§ THE REQUEST:
Copy the rows below word for word, starting with the line that contains "Each instance of the green tomato" and going on through the line that contains "Target: green tomato". Give only those lines.

§ DATA FOR PROCESSING:
=-=-=

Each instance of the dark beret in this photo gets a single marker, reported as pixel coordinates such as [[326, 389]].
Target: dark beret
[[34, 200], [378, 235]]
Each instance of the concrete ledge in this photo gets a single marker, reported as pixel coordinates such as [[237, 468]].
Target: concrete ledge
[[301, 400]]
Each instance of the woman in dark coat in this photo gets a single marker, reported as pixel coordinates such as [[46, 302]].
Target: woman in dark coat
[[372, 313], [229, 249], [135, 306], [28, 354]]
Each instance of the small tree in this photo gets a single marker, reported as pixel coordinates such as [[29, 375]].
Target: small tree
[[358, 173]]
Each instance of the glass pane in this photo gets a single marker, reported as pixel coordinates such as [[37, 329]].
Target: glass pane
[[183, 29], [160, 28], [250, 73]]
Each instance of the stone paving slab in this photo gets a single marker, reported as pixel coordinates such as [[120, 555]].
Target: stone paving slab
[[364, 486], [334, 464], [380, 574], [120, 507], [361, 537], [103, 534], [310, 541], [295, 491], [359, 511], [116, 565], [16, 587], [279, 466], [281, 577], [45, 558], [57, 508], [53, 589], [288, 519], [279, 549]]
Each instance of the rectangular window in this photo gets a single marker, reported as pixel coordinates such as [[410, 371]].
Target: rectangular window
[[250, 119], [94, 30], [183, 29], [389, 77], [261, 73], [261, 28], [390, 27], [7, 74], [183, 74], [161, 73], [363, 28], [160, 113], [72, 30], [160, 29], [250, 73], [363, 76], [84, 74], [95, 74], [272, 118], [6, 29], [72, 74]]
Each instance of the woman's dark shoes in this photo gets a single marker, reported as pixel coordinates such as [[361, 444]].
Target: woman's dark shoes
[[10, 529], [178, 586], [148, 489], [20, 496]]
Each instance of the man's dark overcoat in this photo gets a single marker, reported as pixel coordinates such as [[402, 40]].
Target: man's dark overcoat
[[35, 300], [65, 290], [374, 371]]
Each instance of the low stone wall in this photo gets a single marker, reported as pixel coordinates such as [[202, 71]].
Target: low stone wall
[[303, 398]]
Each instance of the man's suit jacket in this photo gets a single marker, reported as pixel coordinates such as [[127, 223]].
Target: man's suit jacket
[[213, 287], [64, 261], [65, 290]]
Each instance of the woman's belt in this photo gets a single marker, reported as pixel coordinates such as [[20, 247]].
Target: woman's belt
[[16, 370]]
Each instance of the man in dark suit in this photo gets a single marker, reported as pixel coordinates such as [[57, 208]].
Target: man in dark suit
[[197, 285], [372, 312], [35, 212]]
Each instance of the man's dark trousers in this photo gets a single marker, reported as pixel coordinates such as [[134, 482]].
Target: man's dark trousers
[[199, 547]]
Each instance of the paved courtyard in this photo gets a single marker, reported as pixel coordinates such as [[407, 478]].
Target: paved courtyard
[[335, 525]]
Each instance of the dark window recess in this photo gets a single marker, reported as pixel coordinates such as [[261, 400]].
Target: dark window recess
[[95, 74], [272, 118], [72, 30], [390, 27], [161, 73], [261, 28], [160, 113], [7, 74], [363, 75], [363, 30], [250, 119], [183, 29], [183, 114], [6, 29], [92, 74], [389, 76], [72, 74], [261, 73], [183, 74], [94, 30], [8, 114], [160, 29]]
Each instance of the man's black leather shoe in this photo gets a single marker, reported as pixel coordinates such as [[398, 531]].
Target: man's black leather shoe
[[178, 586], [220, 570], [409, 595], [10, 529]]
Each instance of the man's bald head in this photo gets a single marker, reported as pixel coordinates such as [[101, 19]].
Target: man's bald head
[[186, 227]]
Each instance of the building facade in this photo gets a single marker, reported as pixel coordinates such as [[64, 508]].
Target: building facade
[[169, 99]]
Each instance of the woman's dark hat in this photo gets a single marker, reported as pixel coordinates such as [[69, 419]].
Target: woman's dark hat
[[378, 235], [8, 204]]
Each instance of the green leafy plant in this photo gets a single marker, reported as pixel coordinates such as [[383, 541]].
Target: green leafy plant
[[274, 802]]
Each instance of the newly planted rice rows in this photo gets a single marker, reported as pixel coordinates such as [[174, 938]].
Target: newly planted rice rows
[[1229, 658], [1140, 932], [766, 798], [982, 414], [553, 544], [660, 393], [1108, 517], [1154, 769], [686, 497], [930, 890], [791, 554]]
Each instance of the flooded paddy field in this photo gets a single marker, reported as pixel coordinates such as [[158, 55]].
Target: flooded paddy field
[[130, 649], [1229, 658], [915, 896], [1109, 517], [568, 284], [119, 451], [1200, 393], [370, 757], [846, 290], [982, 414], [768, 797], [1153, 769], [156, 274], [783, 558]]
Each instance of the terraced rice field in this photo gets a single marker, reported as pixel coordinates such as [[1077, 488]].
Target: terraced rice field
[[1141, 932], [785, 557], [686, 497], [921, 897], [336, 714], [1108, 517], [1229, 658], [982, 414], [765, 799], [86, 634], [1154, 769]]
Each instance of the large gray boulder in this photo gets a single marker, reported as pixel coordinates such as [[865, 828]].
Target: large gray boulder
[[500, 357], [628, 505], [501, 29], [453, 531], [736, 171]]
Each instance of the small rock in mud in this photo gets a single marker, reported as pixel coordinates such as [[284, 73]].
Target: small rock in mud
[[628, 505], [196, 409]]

=-=-=

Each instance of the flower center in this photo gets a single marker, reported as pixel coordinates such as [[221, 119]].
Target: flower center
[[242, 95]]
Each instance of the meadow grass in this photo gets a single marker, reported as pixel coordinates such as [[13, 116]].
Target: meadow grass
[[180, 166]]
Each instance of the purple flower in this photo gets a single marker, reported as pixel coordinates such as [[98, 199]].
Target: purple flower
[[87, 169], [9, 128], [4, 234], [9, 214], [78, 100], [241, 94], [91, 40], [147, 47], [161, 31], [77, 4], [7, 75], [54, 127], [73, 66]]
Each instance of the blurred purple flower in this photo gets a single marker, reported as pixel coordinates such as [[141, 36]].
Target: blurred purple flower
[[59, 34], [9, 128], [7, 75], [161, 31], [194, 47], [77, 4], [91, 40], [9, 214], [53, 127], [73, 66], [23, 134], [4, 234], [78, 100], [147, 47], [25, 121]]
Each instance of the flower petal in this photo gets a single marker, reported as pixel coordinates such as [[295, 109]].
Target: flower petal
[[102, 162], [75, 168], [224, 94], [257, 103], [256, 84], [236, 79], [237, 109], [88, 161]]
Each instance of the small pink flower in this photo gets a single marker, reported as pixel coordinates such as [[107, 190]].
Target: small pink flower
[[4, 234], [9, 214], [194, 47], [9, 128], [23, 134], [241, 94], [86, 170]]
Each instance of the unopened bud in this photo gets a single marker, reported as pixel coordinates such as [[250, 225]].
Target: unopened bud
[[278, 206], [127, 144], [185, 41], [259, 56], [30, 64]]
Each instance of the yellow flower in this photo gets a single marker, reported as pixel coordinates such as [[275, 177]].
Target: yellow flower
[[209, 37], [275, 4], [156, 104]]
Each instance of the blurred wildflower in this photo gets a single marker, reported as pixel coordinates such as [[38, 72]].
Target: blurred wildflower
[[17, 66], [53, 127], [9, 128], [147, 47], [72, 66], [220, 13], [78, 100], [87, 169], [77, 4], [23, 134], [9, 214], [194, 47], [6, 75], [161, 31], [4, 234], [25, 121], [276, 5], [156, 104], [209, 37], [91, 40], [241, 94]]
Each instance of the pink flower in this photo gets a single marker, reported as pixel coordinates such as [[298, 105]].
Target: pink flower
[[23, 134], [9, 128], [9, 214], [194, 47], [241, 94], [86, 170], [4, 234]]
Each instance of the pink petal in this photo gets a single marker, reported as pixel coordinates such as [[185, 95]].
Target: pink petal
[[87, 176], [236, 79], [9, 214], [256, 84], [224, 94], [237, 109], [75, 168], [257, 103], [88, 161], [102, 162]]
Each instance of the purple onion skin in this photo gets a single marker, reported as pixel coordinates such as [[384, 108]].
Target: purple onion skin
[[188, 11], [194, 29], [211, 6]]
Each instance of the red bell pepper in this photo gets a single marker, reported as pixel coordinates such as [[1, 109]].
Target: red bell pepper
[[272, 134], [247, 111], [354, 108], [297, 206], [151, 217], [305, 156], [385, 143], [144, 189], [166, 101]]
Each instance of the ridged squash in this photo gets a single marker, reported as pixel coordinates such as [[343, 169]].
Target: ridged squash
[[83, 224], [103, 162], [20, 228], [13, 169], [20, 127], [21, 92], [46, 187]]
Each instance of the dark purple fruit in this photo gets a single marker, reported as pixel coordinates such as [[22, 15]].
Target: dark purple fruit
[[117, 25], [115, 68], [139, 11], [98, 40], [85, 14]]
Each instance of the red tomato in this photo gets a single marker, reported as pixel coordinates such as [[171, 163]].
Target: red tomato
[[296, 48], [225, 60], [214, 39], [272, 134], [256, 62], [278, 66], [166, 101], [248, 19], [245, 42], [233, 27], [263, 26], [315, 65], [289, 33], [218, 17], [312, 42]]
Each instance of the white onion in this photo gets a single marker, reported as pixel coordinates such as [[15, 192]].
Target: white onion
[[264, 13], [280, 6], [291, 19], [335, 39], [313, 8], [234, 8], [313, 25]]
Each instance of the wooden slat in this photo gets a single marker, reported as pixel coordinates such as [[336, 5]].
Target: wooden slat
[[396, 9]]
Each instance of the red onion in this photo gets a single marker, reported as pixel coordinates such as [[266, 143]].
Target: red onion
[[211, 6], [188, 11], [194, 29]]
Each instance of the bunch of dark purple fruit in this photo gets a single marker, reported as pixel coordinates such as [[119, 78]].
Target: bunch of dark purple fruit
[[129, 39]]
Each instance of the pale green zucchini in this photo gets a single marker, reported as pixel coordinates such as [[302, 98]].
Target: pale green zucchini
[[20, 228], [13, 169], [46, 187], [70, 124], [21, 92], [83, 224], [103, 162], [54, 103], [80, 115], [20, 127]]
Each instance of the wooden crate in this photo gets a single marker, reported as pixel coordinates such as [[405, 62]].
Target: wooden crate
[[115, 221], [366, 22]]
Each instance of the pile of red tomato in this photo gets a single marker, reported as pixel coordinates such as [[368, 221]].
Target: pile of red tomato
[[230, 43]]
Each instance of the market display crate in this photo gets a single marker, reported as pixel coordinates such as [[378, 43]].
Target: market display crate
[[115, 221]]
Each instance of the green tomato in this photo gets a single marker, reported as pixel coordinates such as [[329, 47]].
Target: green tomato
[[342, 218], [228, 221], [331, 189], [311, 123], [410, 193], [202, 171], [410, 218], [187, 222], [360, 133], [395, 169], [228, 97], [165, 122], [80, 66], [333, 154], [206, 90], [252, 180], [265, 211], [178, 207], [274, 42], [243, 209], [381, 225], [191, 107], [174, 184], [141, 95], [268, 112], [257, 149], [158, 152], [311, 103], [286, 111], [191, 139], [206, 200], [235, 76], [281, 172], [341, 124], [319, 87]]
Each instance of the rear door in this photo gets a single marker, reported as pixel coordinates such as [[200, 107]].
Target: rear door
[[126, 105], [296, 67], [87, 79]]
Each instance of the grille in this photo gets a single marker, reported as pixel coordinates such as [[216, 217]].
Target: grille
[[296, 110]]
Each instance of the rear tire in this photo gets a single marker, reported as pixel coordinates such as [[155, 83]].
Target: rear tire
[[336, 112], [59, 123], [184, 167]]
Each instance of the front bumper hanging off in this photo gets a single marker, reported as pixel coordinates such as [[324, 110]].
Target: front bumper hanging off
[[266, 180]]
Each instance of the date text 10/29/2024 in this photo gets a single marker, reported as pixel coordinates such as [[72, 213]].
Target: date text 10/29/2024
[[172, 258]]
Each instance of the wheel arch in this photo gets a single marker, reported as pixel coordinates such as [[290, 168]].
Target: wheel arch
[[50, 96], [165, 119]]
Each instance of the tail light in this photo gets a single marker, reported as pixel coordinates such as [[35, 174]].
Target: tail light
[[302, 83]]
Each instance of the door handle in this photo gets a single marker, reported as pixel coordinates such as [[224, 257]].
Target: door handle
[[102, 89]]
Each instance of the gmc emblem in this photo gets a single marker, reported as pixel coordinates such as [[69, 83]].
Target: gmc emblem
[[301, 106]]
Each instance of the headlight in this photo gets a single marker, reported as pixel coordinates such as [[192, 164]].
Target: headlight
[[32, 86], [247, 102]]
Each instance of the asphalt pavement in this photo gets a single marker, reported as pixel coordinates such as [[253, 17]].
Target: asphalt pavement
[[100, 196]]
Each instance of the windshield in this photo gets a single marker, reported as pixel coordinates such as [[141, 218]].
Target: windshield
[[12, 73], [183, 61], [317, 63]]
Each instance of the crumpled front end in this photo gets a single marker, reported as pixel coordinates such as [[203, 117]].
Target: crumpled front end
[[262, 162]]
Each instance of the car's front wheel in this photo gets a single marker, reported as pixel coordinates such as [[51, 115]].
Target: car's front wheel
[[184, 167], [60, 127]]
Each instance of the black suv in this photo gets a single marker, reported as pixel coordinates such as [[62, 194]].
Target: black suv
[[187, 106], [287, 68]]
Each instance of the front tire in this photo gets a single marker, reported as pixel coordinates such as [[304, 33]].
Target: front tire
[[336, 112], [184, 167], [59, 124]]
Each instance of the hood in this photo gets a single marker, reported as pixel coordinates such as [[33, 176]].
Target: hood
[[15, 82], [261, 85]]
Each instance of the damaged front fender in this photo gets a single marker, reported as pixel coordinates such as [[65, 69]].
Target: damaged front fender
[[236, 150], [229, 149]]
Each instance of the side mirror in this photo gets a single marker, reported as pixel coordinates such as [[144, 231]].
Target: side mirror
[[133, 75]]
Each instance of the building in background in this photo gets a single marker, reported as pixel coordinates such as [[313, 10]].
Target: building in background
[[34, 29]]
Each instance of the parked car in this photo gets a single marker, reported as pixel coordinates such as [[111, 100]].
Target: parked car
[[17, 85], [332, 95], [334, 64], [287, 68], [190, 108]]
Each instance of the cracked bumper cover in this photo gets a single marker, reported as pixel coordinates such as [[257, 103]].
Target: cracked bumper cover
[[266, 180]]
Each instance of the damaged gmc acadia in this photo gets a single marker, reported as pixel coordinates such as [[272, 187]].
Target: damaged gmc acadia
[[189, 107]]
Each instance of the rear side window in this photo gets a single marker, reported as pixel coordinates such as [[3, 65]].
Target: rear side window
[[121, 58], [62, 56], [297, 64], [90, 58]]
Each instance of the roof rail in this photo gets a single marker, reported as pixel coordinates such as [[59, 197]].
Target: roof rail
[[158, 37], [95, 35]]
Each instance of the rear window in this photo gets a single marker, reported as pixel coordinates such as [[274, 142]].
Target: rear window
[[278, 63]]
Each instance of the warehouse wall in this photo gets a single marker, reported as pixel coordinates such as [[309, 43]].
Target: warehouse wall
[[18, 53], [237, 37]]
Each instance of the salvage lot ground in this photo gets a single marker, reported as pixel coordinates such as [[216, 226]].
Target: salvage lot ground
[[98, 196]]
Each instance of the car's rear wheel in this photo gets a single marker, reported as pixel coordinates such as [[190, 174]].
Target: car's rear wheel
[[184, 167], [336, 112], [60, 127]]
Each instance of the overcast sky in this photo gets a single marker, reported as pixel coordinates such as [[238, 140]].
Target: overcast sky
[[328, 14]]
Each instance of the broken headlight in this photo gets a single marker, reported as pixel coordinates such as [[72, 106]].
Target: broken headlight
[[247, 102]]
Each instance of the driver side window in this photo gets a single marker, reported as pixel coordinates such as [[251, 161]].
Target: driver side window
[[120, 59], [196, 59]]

=-=-=

§ WRITTEN RESPONSE:
Each instance of the green tomato in this photo gets a single marker, reported as pixel coordinates such as [[329, 47]].
Target: green tomato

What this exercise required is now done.